PROBLEMS AND TASKS »
1. In the David McNarry biography, reproduce the passage between "He is the current" and "election of 1982.", inclusive, swapping "Assistant Grand Master" for "Deputy Grand Master".
2. Answer these questions from the David McNarry biography:
(a) In which year was he first elected as an MLA for Strangford?
(b) Who won the Strangford Westminster seat that he was selected to contest in 2001?
(c) How did a Northern Ireland Office memo released in 2012 describe him?
3. Continue the David McNarry biography from its final sentence.

DOCUMENT SECTION »
David McNarry (born 25 May 1948) is a UK Independence Party (UKIP) politician  in Northern Ireland, who was the leader of UKIP Northern Ireland from 2012 to 2016. He stood for the Ulster Unionist Party (UUP) in North Down in the 1982 Assembly elections but failed to be elected. He was first elected as a  Member of the Northern Ireland Assembly (MLA) for Strangford as an Ulster Unionist member in 2003 and subsequently re-elected in 2007 and again in 2011, before parting company with the UUP in 2012 and joining UKIP. He is a former UUP chief whip and education spokesman.

He is the current Assistant Grand Master of the Grand Orange Lodge of Ireland.

Political career

UUP
In 1973, he stood unsuccessfully as a pro-White Paper Unionist candidate in the election to the Northern Ireland Assembly, and unsuccessfully again, this time for the United Ulster Unionist Council, in the Constitutional Convention election of 1975. He was an unsuccessful candidate for the Ulster Unionist Party in the Northern Ireland Assembly election of 1982.

McNarry was selected in 2001 to contest the Strangford Westminster seat after the incumbent, John Taylor, announced he would be retiring. Iris Robinson of the Democratic Unionist Party was the eventual winner of the seat.

McNarry is a former local councillor and Deputy Mayor of Ards. Prior to his election to the Assembly, he was an adviser to First Minister of Northern Ireland David Trimble. He stood for the party leadership in 2005 along with Alan McFarland and Lord Reg Empey which Empey went on to win. Following the contest, he was appointed as the UUP education spokesman. He is a former chairman of the Ulster Young Unionist Council.

McNarry resigned from the UUP Assembly group on 27 January 2012 after being sacked by party leader Tom Elliott as the Vice Chair of the Assembly Education Committee. During an investigation by a UUP Disciplinary Committee, McNarry was suspended. The new leader Mike Nesbitt commented publicly that he was unlikely to offer McNarry the UUP whip on completion of the suspension.

A Northern Ireland Office (NIO) memo released in 2012 described him as "a dangerous nuisance".

(Location identification listing)
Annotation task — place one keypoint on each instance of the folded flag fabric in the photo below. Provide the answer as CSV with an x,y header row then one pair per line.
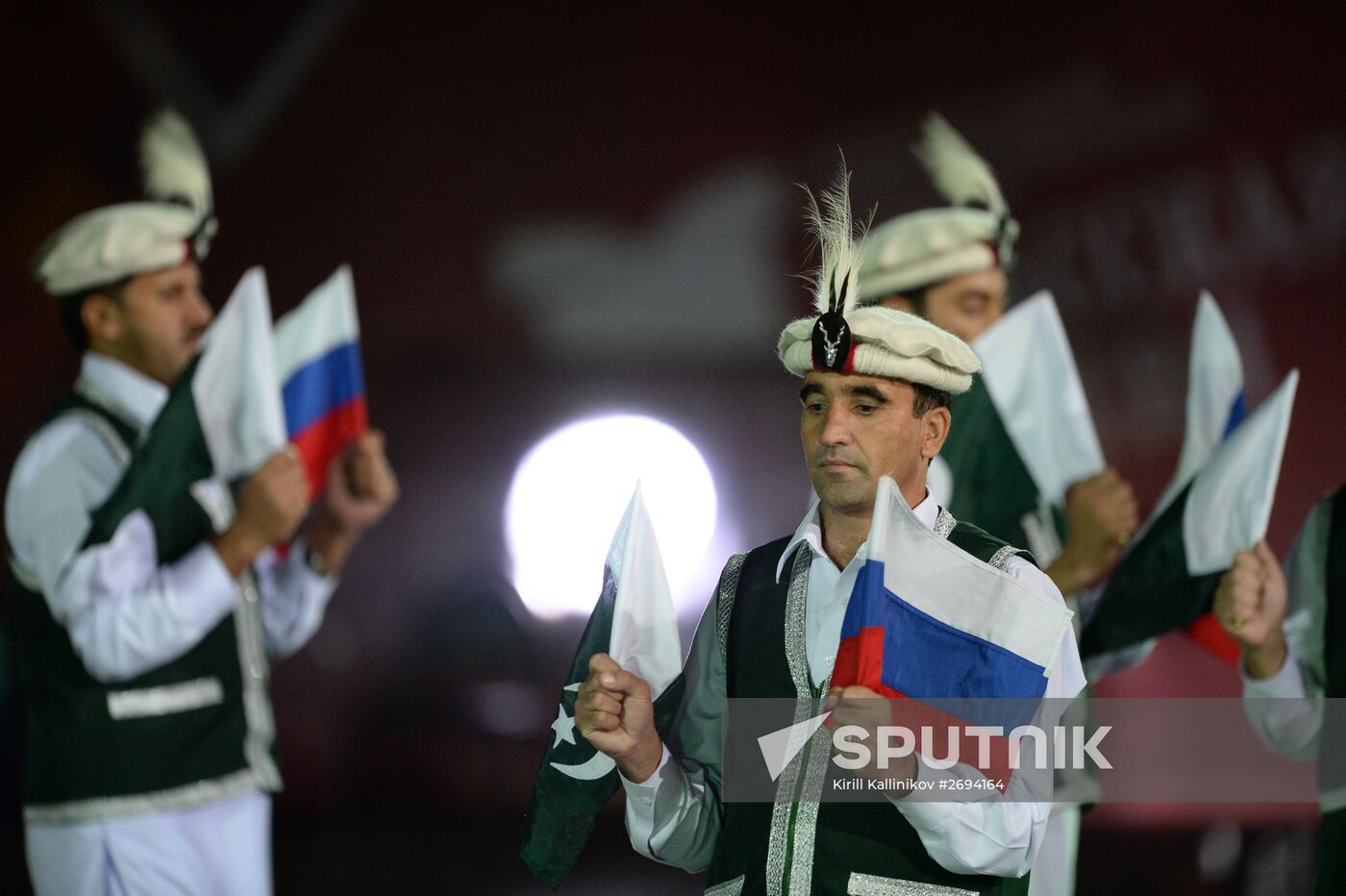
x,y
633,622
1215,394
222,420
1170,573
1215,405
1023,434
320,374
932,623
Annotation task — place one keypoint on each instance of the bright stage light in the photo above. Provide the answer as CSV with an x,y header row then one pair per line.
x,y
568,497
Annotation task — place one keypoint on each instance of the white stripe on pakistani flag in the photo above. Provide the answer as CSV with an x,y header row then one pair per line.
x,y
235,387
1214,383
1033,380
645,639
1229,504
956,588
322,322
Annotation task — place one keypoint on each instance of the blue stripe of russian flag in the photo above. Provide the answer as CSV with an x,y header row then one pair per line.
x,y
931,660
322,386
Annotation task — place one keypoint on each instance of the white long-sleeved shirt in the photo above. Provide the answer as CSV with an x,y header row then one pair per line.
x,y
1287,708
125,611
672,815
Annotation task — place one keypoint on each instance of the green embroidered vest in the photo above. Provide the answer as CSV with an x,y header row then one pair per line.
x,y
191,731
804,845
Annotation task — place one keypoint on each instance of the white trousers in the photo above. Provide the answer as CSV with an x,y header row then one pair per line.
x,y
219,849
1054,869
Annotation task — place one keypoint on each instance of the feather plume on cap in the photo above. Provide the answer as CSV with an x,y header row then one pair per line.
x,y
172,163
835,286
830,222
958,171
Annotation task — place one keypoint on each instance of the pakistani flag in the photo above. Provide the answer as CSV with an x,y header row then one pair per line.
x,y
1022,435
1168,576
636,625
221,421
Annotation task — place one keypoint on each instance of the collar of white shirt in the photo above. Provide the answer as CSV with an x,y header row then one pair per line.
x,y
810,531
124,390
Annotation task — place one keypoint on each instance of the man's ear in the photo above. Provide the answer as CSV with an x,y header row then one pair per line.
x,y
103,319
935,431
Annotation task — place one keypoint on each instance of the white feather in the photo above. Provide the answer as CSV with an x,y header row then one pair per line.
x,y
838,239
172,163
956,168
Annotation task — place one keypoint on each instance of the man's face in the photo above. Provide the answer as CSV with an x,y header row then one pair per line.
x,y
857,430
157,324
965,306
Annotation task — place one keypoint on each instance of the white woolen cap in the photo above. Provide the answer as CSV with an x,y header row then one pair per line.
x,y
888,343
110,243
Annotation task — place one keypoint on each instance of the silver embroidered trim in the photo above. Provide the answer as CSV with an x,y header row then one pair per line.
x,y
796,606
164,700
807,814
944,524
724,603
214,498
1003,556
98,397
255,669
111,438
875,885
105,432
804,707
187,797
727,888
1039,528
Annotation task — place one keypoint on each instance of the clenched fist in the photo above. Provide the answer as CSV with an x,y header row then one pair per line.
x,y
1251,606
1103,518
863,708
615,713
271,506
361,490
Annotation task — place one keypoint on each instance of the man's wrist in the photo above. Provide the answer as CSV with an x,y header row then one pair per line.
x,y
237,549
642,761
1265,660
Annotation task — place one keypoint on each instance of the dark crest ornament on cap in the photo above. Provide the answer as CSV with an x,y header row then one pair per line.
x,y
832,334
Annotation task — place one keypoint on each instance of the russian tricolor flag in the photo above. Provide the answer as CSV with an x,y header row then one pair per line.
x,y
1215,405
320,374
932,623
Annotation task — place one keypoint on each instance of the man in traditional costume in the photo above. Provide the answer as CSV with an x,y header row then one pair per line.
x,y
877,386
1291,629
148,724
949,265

EXPECTED ANSWERS »
1.
He is the current Deputy Grand Master of the Grand Orange Lodge of Ireland.

Political career

UUP
In 1973, he stood unsuccessfully as a pro-White Paper Unionist candidate in the election to the Northern Ireland Assembly, and unsuccessfully again, this time for the United Ulster Unionist Council, in the Constitutional Convention election of 1975. He was an unsuccessful candidate for the Ulster Unionist Party in the Northern Ireland Assembly election of 1982.

2.
(a) 2003
(b) Iris Robinson of the Democratic Unionist Party
(c) As "a dangerous nuisance"

3.
UKIP
McNarry left the UUP and joined UKIP in October 2012, becoming UKIP's first MLA and first ever Member of a devolved Assembly in the United Kingdom. In 2013, McNarry was elected unopposed as the UKIP Leader in Northern Ireland. In the May 2014 local government elections, under McNarry's stewardship, UKIP gained two new local councillors in the region, taking the total number of UKIP councillors in Northern Ireland up to four. The party also received 24,584 (3.9%) first preference votes in the 2014 European election in Northern Ireland and although they failed to win a seat, this was a significant electoral performance.  At the September 2014 UKIP national conference in Doncaster, McNarry delivered a keynote speech which was warmly received by delegates. He received praise from commentators who referred to the speech as a "statesman-like" address. In the speech, he noted that UKIP was the only UK-wide party to have elected representation in each of the four parts of the UK. Under McNarry's stewardship, councillors from the DUP, TUV, and a former UUP Belfast Lord Mayor, Bob Stoker, defected to the party.

In the 2015 United Kingdom general election, UKIP failed to have a candidate elected, but in terms of votes finished as the highest performing of the non-Executive parties in Northern Ireland, receiving 18,324 (2.6%) votes whilst only fielding candidates in ten of the available eighteen seats. Prior to the 2016 Northern Ireland Assembly election, McNarry announced his intention to retire from front-line politics. He did not seek re-election to his Strangford seat, but he did represent the party as its Spokesman in the media during the election campaign. In the election, UKIP fielded 13 candidates and drew 10,109 (1.5%) votes.

In 2016, McNarry said that "foreigners" should be deported from the UK for not paying parking tickets. McNarry was asked by radio presenter Stephen Nolan to clarify UKIP's position. Nolan asked, "If a foreigner gets a parking ticket, they will be deported?" Mr McNarry replied: "Yes." Nolan then said, "So a Polish doctor working really hard in our health service overstays his 30 minute parking, gets a parking ticket. He will be deported?" Mr McNarry replied, "It's a crime, yes."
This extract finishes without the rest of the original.